Return each line of the records below that contains the string "Target". Case counts.
..............................
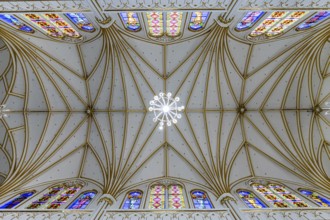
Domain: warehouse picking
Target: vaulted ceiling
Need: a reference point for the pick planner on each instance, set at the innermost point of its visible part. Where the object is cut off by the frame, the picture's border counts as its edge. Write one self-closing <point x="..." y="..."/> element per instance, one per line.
<point x="251" y="105"/>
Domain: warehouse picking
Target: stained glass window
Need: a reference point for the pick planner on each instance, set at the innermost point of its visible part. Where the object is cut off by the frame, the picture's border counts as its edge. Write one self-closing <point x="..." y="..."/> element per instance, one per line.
<point x="61" y="24"/>
<point x="17" y="200"/>
<point x="313" y="21"/>
<point x="198" y="20"/>
<point x="81" y="21"/>
<point x="63" y="197"/>
<point x="14" y="22"/>
<point x="131" y="21"/>
<point x="249" y="20"/>
<point x="251" y="200"/>
<point x="175" y="198"/>
<point x="55" y="197"/>
<point x="268" y="23"/>
<point x="320" y="200"/>
<point x="173" y="23"/>
<point x="155" y="23"/>
<point x="292" y="199"/>
<point x="133" y="200"/>
<point x="285" y="23"/>
<point x="44" y="25"/>
<point x="157" y="197"/>
<point x="272" y="198"/>
<point x="201" y="200"/>
<point x="83" y="200"/>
..............................
EXERCISE ANSWER:
Target: vaulted ceiling
Target: stained glass window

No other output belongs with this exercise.